>> begin

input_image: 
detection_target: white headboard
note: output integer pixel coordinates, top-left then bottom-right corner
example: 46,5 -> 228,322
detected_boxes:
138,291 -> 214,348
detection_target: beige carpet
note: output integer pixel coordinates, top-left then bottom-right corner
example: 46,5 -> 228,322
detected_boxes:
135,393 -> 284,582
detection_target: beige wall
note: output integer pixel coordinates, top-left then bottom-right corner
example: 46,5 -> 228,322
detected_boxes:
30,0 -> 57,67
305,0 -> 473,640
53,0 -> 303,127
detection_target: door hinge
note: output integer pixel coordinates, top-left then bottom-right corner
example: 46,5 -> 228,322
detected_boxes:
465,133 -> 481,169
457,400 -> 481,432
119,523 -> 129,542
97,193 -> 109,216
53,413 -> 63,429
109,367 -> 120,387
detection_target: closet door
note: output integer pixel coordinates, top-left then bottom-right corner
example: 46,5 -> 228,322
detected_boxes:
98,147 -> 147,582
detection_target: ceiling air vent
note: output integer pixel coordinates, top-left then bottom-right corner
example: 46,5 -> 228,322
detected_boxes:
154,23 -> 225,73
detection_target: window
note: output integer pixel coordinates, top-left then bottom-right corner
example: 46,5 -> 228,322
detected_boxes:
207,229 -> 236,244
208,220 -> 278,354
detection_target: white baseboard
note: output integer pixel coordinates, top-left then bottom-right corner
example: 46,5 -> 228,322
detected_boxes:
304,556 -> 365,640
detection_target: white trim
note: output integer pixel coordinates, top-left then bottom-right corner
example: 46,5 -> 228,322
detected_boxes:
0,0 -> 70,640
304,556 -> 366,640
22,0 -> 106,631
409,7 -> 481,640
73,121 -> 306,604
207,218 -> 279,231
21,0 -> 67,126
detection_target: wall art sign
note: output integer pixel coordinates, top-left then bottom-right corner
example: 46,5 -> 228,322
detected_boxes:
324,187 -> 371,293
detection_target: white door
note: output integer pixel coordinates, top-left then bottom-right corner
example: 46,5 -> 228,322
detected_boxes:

>> end

Arrange every line of the records above as a Markdown table with the columns Row and Text. Put the row number under Row and the line under Text, and leave out blank lines.

> [SOLUTION TO THIS TASK]:
| Row | Text |
|---|---|
| 1 | input_image:  |
| 2 | detection_target: white headboard |
| 3 | note: output integer pixel coordinates, top-left then bottom-right corner |
| 4 | example: 46,5 -> 228,322 |
| 5 | detected_boxes: |
| 6 | 138,291 -> 214,348 |
| 7 | detection_target: beige carpet |
| 8 | note: output integer pixel coordinates, top-left then bottom-right corner |
| 9 | example: 46,5 -> 228,322 |
| 10 | detected_boxes: |
| 11 | 135,393 -> 284,582 |
| 12 | detection_target: beige wall |
| 13 | note: output integer pixel coordinates, top-left then bottom-right corner |
| 14 | example: 46,5 -> 228,322 |
| 15 | detected_boxes: |
| 16 | 30,0 -> 57,67 |
| 17 | 305,0 -> 473,640 |
| 18 | 53,0 -> 303,127 |
| 19 | detection_target: door hinge |
| 20 | note: output integer pixel coordinates, top-left then bottom-right corner |
| 21 | example: 46,5 -> 228,322 |
| 22 | detected_boxes: |
| 23 | 465,133 -> 481,169 |
| 24 | 457,400 -> 481,432 |
| 25 | 119,523 -> 129,542 |
| 26 | 97,193 -> 109,216 |
| 27 | 53,413 -> 63,429 |
| 28 | 109,367 -> 120,387 |
| 29 | detection_target: closet door |
| 30 | note: output integer pixel coordinates, top-left then bottom-right corner |
| 31 | example: 46,5 -> 228,322 |
| 32 | detected_boxes: |
| 33 | 98,147 -> 147,582 |
| 34 | detection_target: ceiling air vent |
| 35 | note: output integer pixel coordinates, top-left then bottom-right corner |
| 36 | example: 46,5 -> 228,322 |
| 37 | detected_boxes: |
| 38 | 154,23 -> 225,73 |
| 39 | detection_target: window |
| 40 | note: output integer pixel coordinates, top-left then bottom-right corner |
| 41 | example: 46,5 -> 228,322 |
| 42 | detected_boxes: |
| 43 | 207,229 -> 236,244 |
| 44 | 208,220 -> 278,354 |
| 45 | detection_target: white baseboard |
| 46 | note: output integer pixel coordinates, top-left then bottom-right corner |
| 47 | example: 46,5 -> 228,322 |
| 48 | detected_boxes: |
| 49 | 304,556 -> 365,640 |
| 50 | detection_target: white trim |
| 51 | note: output integer pixel coordinates, top-left then bottom-right corner |
| 52 | example: 46,5 -> 228,322 |
| 53 | detected_boxes: |
| 54 | 0,0 -> 70,640 |
| 55 | 304,556 -> 366,640 |
| 56 | 22,0 -> 106,631 |
| 57 | 409,7 -> 481,640 |
| 58 | 73,121 -> 306,604 |
| 59 | 207,218 -> 279,231 |
| 60 | 21,0 -> 67,126 |
| 61 | detection_target: wall art sign |
| 62 | note: output integer pixel coordinates, top-left then bottom-right corner |
| 63 | example: 46,5 -> 228,322 |
| 64 | detected_boxes: |
| 65 | 324,187 -> 371,293 |
| 66 | detection_target: white door |
| 67 | note: output integer pixel coordinates, top-left then bottom-right corner |
| 68 | example: 46,5 -> 228,322 |
| 69 | detected_boxes: |